__Provided text__
════════════════

As protests across the United States, and around the world including in Australia, continue to demand justice for police brutality against black, Indigenous and people of colour (BIPOC), another chant has gained support from far and wide: Defund the police.
It's not a newly coined phrase. Activists and critics of law enforcement and the criminal justice system have been floating the idea for decades, but with the spotlight so heavily on systemic racism following the deaths of George Floyd, Breonna Taylor and too many other black Americans by police, it has gained huge support during protests and across social media.
Watch: Indigenous Lives Matter. Post continues below video.
But what exactly does defund the police mean? How would it work in practicality? Here's what you need to know.
What does 'defund the police' mean?
"Defund the police" means reallocating funds destined for police forces across the US into other public programs, acknowledging that crime prevention is more effective than the cure.
Supporters want a portion of the money spent on policing (AU$164 billion in 2017, according to Urban Institute data) redirected to other things, such as housing, education, social services and mental health support.

════════════════

[Saved data entries]

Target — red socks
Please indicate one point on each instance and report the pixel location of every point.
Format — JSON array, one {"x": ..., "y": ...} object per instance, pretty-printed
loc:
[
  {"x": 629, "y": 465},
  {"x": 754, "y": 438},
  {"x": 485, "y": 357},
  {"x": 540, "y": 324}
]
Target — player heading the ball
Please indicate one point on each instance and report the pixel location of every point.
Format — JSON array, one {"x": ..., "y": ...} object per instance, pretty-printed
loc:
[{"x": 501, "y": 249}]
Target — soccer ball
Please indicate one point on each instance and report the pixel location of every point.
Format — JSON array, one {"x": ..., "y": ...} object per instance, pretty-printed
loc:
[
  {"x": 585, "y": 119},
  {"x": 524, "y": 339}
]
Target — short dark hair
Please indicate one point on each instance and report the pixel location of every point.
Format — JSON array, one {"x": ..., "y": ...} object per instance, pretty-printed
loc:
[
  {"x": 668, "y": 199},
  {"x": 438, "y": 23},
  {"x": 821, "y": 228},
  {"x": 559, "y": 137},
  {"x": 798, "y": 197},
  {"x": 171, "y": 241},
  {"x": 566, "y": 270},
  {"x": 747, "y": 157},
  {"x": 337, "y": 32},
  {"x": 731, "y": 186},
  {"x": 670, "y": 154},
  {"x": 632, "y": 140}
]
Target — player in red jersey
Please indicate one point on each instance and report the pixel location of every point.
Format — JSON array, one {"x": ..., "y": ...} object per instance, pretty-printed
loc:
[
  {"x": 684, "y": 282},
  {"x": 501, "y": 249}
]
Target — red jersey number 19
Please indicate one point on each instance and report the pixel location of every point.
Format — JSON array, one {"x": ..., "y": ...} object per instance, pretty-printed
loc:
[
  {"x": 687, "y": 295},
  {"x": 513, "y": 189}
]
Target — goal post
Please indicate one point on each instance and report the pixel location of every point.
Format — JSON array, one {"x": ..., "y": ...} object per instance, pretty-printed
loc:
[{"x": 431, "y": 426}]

════════════════

__Objective__
In the text about defunding the police, which areas do supporters want some police funding redirected to?

__Answer for this exercise__
Housing, education, social services and mental health support.